READING PASSAGE:
# USS Enterprise ,1.1m long



## king-wang (Mar 20, 2006)

*This is USS Enterprise USS Enterprise ,1.1m long. We made it about 2 years ago. I just found 2 photos.*


----------



## king-wang (Mar 20, 2006)

This is not a assembled kits.
First, We use CAD and 3D software to design all parts , then we transfer all data and plans to production work shop.
We made it from moulding , assembling, and painting,fully by our self.

Please have look.thank you.


----------



## chrycopaul (Feb 6, 2006)

Impressive piece of work. :thumbsup:


----------



## roadrner (Jul 21, 1999)

chrycopaul said:


> Impressive piece of work. :thumbsup:


Would have to agree. Wouldn't have wanted to be that lucky person who had to detail all those spots on the deck.  rr


----------



## king-wang (Mar 20, 2006)

Thank you!


----------



## Roguepink (Sep 18, 2003)

Not bad. Fairly good overall representation of the 1980's refit. There are some errors in the detail. I recommend "USS Enterprise in Detail and Scale" by Squadron publications for the most complete single reference resource.

TASK PROMPT: Pick up the thread about the 1.1 m USS Enterprise model after its last post and write the next reply. The material that comes next is from a different source than the thread.

DATA EXCERPTS:
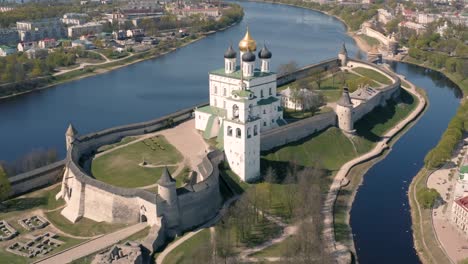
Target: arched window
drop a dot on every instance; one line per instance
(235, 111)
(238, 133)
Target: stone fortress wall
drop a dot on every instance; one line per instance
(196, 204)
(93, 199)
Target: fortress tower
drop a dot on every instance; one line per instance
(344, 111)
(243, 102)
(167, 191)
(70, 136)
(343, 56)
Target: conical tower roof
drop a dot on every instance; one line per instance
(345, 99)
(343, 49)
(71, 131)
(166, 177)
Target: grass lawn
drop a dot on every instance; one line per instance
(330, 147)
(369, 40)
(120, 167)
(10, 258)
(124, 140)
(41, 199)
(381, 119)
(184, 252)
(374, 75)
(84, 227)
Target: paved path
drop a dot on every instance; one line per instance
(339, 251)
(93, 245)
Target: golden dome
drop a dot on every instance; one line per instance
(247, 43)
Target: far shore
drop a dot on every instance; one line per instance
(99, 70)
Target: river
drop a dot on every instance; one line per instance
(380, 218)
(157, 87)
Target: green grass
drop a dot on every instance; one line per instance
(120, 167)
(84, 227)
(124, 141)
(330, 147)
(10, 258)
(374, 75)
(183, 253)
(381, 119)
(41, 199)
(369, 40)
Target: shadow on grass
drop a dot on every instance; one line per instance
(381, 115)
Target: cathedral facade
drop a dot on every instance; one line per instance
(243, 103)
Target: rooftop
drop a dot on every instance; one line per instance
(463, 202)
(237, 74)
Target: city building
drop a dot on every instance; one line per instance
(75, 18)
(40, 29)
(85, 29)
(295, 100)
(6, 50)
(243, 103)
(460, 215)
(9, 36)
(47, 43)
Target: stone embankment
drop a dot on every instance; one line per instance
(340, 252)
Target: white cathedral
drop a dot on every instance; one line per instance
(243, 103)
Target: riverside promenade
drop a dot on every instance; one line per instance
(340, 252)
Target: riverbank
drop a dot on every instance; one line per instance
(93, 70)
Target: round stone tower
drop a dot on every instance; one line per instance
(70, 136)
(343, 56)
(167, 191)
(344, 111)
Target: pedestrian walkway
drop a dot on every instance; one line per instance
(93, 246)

---

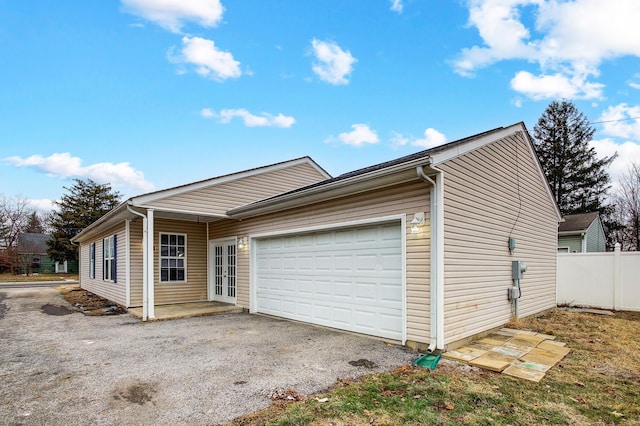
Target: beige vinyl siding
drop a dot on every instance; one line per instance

RESPONSE BELOW:
I have spent a long time researching this very subject.

If I may suggest some detail changes that would improve the overall look:

The deck elevators are not solid, but open screen. (except #2 Elevator, Starboard side, has one solid plank.)
The elevator warning lines are each TWO sets of lines, red/white alternating color.
There is a "foul line" to each side of the landing stripes.
Helecopters, when parked, have the rotors and tail section folded.

Please don't take my comments as derogatory. I'm impressed enough to take an interest in seeing this beautiful model done even better.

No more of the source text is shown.